*任务要求:* 从下面这篇关于青岛医院沿革的文字的最后一句之后接着往下写。

*文本节选:*
涉及当年青岛大学所属的青岛医学院,它与日占青岛时期定名的“青岛病院”有所关联。校史提及,胶澳督署医院“改称陆军病院,由陆军三等军医正我妻孝助之任院长”。次年设立的青岛疗病院,亦由“我妻孝助之兼任院长”。
取自《青岛大学校史》第29页
显而易见,我妻孝助之的名字应来自1998年青岛出版社《百年沧桑》的“青岛大学医学院附属医院志”。在“医院历任行政负责人”列表的“日占时期”,1914-1916年间担任院长的即为“我妻孝助之”。
我妻,字面的含义与“家内”相通。但以“我妻”二字出现的情形,乃是日本特有的姓氏之一。据说,“我妻”之姓由主持“大化革新”的天智天皇所赐的“吾妻”演化而来。
取自《百年沧桑·绪言》第12页
1898年4月,胶澳地区瘟疫流行。德国远东舰队拨出九个毡棚,建立帐篷式的临时就医机构,这就是德国海军野战医院的来由。1914年11月,日本击败德军占领青岛后,经营十四年之久的“胶澳督署医院”被日本守备军接管,随后改称“陆军病院”。

*提取记录:*
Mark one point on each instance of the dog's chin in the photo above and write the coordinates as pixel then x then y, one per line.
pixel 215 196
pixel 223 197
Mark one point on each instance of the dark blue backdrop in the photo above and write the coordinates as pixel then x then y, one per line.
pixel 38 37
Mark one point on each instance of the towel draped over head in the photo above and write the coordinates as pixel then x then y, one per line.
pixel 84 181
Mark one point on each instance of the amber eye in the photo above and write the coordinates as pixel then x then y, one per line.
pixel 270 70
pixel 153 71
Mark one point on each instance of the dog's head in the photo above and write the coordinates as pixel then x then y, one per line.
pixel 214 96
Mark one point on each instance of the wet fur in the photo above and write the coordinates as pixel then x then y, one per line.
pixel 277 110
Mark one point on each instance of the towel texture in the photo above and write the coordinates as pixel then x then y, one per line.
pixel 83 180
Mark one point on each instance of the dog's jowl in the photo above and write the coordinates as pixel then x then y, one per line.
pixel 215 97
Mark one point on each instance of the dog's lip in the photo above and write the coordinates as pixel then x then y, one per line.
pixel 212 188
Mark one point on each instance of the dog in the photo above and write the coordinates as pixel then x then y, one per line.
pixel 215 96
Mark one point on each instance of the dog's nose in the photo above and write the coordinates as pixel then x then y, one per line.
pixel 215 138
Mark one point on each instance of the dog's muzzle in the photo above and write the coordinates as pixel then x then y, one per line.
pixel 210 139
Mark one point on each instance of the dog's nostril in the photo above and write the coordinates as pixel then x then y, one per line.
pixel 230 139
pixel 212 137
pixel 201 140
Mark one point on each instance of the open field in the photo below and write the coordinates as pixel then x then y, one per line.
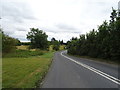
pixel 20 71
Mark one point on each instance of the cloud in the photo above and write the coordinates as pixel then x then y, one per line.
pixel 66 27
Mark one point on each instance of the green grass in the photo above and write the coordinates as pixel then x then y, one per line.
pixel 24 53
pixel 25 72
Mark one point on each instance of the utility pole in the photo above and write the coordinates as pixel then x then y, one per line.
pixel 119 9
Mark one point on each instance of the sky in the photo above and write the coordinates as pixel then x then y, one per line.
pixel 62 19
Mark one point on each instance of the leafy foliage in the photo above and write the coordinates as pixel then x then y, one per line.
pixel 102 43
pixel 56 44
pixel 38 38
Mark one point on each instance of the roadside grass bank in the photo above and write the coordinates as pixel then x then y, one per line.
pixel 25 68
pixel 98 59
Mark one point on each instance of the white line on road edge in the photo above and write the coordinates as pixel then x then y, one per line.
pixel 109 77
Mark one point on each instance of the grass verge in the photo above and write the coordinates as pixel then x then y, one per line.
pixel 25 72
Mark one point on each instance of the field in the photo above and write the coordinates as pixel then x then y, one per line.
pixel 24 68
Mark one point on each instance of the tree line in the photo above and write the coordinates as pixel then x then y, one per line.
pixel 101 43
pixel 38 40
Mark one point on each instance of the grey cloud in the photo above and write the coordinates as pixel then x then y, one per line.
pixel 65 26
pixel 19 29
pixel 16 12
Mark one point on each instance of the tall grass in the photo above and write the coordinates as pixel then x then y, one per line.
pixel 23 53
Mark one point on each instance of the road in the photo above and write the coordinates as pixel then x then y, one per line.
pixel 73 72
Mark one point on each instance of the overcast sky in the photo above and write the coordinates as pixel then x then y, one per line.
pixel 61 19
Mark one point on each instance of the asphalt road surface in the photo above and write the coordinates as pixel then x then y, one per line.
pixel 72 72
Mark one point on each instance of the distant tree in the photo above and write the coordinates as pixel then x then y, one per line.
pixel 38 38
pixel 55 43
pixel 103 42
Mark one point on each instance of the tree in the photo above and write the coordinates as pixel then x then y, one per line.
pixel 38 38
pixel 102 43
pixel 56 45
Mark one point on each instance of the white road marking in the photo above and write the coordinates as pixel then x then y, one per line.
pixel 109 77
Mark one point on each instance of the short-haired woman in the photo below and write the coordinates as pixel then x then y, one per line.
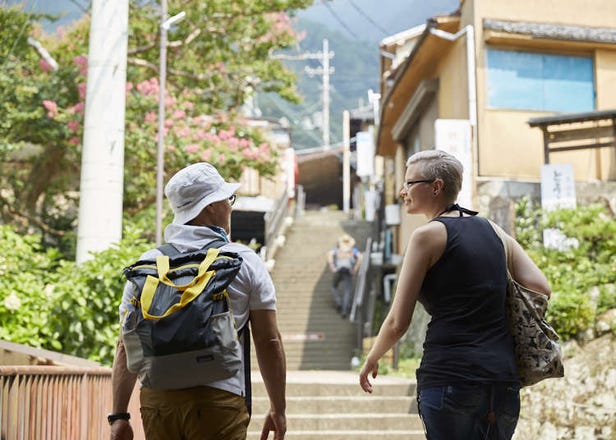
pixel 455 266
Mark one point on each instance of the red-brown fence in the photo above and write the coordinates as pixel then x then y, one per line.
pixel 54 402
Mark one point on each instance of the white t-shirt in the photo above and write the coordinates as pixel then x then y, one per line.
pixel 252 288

==

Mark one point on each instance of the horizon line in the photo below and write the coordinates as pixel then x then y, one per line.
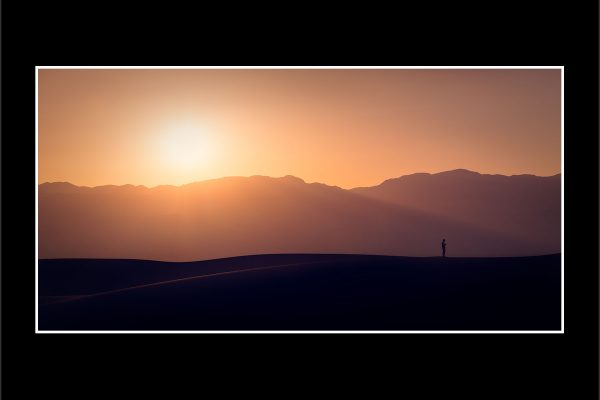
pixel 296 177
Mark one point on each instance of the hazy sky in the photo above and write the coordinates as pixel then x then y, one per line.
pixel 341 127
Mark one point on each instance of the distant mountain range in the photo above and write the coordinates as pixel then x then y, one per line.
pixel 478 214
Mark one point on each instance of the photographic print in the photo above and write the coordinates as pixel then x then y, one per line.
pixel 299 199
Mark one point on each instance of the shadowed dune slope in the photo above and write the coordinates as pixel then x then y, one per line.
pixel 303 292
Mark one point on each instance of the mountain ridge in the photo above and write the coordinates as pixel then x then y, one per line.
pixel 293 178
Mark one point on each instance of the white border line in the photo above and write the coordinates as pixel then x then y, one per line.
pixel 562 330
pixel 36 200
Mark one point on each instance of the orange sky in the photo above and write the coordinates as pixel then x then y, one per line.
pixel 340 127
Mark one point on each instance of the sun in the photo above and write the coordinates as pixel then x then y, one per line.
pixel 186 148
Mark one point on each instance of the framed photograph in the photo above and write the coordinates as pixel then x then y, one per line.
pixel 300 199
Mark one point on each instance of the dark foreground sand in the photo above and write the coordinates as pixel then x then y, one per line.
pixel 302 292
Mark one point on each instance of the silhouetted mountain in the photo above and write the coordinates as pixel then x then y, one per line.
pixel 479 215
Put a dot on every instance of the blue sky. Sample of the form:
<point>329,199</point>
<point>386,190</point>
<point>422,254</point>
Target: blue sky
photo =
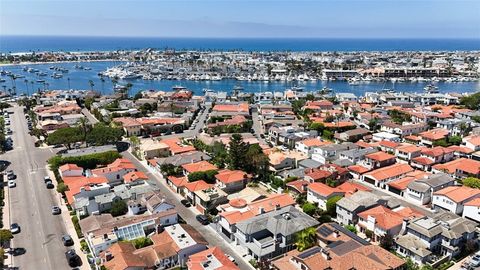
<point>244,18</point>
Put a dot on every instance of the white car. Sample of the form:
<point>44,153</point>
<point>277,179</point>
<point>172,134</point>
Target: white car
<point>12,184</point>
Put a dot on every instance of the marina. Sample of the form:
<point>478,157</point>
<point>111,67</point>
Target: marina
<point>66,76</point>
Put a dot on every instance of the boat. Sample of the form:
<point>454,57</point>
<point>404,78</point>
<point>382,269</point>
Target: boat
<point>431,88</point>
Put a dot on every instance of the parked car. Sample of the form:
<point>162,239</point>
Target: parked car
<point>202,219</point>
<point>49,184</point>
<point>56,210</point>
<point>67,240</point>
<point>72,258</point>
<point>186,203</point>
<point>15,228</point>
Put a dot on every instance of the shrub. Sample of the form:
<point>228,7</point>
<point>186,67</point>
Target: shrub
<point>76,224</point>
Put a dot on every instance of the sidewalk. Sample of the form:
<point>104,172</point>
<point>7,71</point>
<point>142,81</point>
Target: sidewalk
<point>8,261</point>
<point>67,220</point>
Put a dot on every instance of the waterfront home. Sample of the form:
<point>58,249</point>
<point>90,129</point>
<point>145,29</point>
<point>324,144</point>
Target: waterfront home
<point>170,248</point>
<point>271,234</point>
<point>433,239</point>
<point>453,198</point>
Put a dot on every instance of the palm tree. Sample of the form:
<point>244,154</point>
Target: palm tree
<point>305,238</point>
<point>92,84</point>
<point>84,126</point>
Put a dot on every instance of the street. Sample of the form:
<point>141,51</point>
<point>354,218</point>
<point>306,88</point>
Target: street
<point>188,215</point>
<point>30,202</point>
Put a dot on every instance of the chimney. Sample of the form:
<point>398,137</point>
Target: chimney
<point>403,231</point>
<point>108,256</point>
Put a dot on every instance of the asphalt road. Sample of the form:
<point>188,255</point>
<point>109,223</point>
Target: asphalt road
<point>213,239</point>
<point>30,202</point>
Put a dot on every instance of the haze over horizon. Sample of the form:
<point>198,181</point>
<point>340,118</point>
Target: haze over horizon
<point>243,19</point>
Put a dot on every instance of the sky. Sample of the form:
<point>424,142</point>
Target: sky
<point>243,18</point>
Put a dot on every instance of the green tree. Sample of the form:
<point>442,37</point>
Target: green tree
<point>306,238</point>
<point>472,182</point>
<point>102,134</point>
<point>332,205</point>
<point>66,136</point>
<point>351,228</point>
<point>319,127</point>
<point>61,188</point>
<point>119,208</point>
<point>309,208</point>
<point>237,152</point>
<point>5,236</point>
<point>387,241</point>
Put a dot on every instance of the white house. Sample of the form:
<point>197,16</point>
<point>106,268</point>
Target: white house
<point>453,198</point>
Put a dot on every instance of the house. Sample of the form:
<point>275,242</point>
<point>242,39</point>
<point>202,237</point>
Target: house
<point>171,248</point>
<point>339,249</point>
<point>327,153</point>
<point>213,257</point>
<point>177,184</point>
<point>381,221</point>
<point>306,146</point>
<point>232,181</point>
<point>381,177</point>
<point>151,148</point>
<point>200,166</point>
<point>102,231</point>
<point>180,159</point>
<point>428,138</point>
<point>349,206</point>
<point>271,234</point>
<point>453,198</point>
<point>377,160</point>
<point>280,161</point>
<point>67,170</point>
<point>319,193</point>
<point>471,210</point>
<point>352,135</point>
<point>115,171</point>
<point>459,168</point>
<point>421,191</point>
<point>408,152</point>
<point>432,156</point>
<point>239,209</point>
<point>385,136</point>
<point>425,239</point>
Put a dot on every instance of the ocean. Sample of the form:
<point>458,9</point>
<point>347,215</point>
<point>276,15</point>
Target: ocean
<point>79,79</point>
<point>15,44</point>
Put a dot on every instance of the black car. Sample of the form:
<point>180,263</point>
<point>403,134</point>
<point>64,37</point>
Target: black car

*参考答案:*
据“院志”记载,1915年5月,日本占领当局在陆军病院的马路东侧设立“青岛疗病院”,主要服务于不断增长的日本侨民的就医需求。一年后,青岛疗病院改为“青岛病院”。同时,迁入陆军病院所在的院区南侧,形成北面是陆军病院、南面为青岛病院的分布格局。
“病院”是完全的日语汉字,体现占领者独有的时代印记。
取自《百年沧桑》第397页
又据《百年沧桑》的“大事记”,日占时期第一任院长的“我妻孝助之”后,是括号内标注的Azuna日语罗马字。“我妻”姓氏的具体念法不止一种,既然以Azuna的形式出现,它极有可能是Azuma的误写。
Azuma(Ma),转换成平假名是あずま、日语汉字是我妻、吾妻。与此同时,它还是“東”字的姓氏表达。著名的日本老兵东史郎(1912-2006),他的姓氏“东”也是Azuma的发音。上世纪八十年代末,“东史郎日记”的正式出版,无情地揭露了侵华日军制造“南京大屠杀”的罪恶暴行。
然而Azuna(Na),无论如何也打不出“我妻”的字样。如果我妻的名字“孝助之”也能做日语罗马字注音的话,或许对孝助之的理解将更准确。M与N两个字母存在误写的可能延续至今,那么“孝助之”会不会是“孝之助”的另一种版本呢。
比如,松下幸之助,“松下”的创始人。他是日本著名的实业家、发明家,被世人奉为“经营之神”。幸之助的名字,念作Konosuke。有趣的是,长音的“幸”(kou)与“孝”的音读完全相同。以“幸之助”想到“孝之助”,纯粹是在一个闪念之间。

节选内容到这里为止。